The answer should be an exact copy of the lines from the line with "Please put a dot on every instance of the landscaping" through the last line of the entries, and no other lines.
DATA TO EXAMINE below:
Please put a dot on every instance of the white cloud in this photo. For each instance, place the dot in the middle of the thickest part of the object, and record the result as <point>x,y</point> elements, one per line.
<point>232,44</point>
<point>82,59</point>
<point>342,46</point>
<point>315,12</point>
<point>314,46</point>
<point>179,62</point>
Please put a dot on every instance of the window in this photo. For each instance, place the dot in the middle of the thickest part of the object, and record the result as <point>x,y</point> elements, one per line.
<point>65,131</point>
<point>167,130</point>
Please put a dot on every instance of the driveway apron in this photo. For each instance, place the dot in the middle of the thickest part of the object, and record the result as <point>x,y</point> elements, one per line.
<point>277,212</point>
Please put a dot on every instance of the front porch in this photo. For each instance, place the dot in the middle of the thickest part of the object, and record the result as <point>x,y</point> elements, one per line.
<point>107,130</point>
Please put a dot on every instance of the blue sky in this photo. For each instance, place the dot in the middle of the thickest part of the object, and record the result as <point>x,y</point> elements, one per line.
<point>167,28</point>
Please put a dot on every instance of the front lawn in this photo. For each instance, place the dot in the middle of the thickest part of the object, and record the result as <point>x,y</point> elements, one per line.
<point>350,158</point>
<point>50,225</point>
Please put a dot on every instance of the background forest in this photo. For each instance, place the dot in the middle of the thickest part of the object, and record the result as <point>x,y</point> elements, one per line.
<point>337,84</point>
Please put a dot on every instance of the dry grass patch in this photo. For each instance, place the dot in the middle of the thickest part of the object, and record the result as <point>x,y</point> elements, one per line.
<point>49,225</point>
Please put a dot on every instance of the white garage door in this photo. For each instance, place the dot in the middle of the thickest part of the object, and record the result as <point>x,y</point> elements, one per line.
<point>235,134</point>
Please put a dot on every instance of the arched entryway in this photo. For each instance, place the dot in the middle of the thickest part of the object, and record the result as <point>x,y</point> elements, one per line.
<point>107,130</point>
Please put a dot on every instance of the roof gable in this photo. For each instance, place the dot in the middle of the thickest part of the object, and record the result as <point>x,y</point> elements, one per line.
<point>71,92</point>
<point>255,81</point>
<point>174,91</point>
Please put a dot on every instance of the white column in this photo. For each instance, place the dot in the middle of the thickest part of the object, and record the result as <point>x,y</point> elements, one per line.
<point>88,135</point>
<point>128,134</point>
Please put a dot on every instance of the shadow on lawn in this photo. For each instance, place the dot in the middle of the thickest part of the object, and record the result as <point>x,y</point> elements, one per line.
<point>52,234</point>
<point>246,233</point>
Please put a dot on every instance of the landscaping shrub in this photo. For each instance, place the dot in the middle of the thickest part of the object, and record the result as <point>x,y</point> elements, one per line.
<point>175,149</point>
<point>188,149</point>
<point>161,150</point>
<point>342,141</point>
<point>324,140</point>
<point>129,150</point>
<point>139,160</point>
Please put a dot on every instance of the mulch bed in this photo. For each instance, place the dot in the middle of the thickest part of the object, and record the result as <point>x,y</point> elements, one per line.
End of DATA TO EXAMINE.
TASK RESPONSE:
Please put a dot on every instance of the landscaping shrub in this photo. For each instance, place the dot in the middle of the thickest part of the object, and record the result as <point>x,y</point> elements, one per line.
<point>175,149</point>
<point>188,149</point>
<point>161,150</point>
<point>342,141</point>
<point>324,140</point>
<point>129,150</point>
<point>139,160</point>
Please put a dot on every instance of the mulch bed in this photo. For each instance, place the dot in the middle of the thickest part of the object, and record the result as <point>x,y</point> elements, one per line.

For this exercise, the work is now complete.